**EXERCISE BRIEF:** The lines you return must be all those in the data that hold the string "floor".

= Beginning of Section =

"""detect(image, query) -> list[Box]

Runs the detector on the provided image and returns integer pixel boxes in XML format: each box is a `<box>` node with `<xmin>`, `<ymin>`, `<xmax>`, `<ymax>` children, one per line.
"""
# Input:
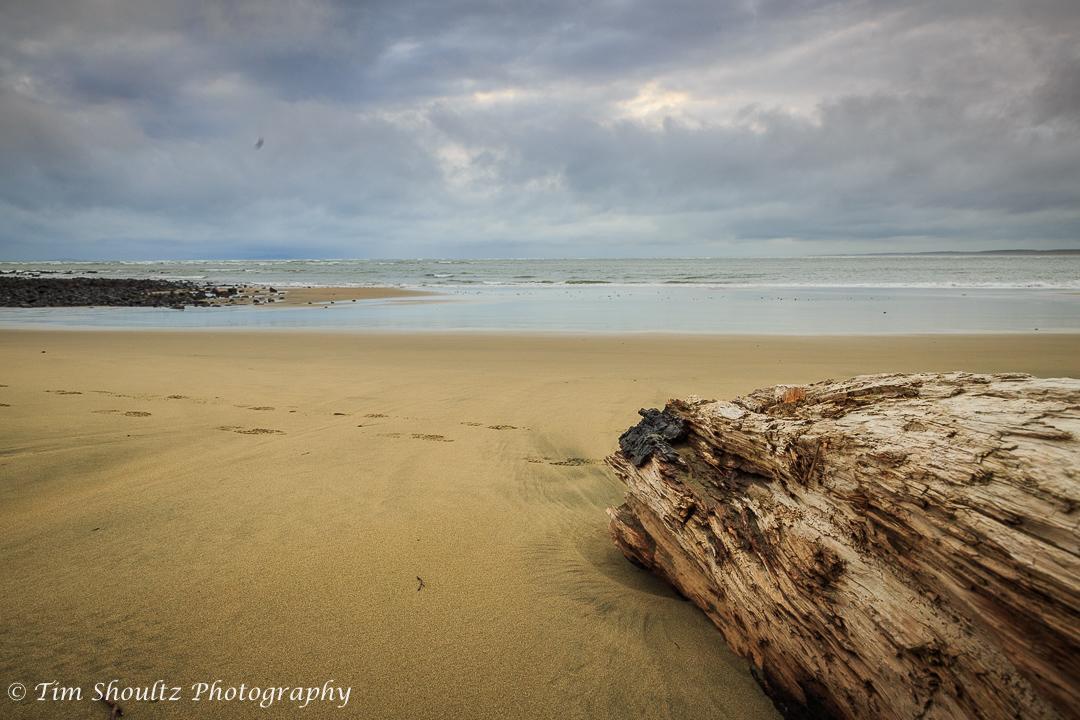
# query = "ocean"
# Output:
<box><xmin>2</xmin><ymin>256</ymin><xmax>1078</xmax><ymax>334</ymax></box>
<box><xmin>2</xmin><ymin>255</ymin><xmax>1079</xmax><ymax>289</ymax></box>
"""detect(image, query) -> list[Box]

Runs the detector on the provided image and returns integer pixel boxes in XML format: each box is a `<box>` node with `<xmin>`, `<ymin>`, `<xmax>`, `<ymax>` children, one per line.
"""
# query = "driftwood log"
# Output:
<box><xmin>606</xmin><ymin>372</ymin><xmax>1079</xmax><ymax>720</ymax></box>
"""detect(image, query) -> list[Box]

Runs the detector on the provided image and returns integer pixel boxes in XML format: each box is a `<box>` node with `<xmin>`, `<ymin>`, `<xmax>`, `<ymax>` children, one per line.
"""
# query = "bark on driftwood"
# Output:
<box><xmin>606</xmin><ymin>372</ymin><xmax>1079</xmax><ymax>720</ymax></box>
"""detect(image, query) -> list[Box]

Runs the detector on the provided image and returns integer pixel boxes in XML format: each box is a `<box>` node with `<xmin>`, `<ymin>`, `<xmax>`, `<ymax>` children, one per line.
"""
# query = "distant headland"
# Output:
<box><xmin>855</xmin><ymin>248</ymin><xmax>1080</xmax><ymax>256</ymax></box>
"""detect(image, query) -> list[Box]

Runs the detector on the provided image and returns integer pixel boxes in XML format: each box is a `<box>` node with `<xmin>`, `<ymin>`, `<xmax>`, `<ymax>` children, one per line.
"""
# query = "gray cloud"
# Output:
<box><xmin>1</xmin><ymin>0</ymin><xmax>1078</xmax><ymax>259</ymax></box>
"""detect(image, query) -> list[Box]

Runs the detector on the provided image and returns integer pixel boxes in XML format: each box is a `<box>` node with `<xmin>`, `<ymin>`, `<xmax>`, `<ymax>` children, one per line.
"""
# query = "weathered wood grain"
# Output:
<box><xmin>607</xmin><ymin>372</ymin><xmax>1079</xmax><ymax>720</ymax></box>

= End of Section =
= Beginning of Section =

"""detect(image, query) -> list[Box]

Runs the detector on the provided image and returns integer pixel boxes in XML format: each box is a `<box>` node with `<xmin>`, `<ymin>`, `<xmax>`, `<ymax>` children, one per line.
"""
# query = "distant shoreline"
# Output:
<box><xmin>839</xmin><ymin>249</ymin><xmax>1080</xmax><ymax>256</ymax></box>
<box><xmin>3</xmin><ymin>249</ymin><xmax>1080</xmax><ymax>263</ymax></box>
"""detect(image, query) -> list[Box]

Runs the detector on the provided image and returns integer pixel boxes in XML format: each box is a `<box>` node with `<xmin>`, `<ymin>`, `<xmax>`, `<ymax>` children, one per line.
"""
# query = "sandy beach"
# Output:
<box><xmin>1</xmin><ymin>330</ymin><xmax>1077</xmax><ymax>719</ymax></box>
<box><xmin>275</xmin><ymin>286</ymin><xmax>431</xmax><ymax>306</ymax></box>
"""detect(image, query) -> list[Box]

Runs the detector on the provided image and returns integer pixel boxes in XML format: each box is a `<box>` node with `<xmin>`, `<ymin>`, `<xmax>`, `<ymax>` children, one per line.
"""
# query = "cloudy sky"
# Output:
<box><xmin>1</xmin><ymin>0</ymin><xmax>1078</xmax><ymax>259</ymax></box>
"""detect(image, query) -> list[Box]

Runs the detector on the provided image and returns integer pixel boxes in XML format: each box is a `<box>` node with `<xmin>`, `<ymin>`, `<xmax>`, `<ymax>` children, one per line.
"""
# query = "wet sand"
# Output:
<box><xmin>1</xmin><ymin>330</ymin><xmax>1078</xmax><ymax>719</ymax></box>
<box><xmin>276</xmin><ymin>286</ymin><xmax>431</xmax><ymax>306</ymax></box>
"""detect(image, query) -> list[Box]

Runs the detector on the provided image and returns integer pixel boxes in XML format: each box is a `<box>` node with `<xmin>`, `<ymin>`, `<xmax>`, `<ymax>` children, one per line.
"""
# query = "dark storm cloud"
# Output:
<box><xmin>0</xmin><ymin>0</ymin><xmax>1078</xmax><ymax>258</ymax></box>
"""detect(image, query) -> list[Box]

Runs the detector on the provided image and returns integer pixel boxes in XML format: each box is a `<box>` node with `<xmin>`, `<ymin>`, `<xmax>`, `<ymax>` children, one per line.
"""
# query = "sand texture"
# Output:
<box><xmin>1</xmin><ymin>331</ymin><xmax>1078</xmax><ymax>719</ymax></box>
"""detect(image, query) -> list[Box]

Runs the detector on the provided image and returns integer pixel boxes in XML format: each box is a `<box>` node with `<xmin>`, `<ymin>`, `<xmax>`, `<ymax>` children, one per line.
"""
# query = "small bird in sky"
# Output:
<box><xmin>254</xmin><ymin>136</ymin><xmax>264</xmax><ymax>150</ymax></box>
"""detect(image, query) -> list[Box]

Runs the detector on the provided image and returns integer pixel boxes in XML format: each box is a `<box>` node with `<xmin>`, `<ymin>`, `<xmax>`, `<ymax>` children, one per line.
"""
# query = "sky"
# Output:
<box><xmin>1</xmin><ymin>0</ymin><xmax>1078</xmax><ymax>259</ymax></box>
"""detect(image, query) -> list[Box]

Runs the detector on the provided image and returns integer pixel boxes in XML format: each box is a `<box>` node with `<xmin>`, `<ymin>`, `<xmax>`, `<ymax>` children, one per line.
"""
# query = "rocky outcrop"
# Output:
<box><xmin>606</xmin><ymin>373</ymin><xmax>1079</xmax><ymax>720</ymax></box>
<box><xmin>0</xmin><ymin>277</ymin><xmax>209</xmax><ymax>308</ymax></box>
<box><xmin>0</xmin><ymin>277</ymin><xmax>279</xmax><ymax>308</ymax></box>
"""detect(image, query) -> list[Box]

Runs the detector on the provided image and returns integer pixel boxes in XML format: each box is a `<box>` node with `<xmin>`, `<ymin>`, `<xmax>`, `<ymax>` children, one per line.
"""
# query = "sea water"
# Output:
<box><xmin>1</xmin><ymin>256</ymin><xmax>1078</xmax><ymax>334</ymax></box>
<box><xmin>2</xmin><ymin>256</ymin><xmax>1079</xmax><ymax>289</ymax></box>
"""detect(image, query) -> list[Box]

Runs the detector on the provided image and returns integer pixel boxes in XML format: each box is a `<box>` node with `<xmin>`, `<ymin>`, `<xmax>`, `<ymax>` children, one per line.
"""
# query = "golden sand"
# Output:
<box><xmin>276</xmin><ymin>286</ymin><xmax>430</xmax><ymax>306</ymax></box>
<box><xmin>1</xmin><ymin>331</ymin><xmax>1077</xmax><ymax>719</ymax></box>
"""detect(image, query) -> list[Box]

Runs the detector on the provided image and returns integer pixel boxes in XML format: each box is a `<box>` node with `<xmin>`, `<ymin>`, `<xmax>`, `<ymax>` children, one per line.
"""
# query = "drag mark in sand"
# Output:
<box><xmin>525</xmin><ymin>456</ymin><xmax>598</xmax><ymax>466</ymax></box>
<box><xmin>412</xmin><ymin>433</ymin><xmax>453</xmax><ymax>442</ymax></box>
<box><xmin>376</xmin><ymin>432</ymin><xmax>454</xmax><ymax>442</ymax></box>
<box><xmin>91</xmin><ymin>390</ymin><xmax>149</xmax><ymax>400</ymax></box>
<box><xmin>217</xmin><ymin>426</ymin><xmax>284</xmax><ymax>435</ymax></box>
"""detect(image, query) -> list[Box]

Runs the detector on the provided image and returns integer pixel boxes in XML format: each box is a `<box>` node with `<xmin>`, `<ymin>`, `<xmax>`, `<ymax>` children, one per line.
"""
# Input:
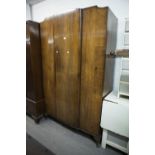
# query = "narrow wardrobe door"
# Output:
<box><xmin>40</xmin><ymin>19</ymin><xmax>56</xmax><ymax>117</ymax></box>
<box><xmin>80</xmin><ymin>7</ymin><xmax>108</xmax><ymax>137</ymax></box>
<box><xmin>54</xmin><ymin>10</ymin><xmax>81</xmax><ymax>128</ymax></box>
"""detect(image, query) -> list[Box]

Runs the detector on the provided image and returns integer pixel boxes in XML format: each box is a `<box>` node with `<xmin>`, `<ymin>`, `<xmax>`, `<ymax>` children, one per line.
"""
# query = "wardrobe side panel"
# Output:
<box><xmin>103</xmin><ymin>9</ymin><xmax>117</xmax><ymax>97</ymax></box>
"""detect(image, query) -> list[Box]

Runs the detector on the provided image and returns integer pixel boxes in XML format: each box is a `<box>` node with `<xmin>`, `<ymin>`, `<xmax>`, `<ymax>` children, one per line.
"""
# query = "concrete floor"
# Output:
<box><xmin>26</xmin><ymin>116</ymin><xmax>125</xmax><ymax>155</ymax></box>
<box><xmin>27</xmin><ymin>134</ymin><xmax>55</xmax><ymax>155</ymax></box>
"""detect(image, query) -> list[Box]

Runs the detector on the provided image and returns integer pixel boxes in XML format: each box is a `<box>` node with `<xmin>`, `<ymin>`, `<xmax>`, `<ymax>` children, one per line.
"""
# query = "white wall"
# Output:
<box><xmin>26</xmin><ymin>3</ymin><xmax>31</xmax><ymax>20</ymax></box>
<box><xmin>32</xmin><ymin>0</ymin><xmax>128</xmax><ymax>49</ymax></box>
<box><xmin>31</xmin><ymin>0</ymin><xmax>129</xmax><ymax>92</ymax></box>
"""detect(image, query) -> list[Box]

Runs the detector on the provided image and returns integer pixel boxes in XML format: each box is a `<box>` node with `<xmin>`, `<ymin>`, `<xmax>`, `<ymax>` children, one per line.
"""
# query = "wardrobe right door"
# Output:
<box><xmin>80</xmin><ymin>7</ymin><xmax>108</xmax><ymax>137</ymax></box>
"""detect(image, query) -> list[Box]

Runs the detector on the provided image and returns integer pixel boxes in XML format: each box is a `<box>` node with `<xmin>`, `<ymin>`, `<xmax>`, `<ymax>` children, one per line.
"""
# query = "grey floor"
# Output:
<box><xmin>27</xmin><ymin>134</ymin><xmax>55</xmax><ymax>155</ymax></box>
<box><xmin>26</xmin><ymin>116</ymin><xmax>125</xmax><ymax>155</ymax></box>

= End of Section =

**SOLVED PROBLEM:**
# query = "concrete floor"
# query = "grey floor"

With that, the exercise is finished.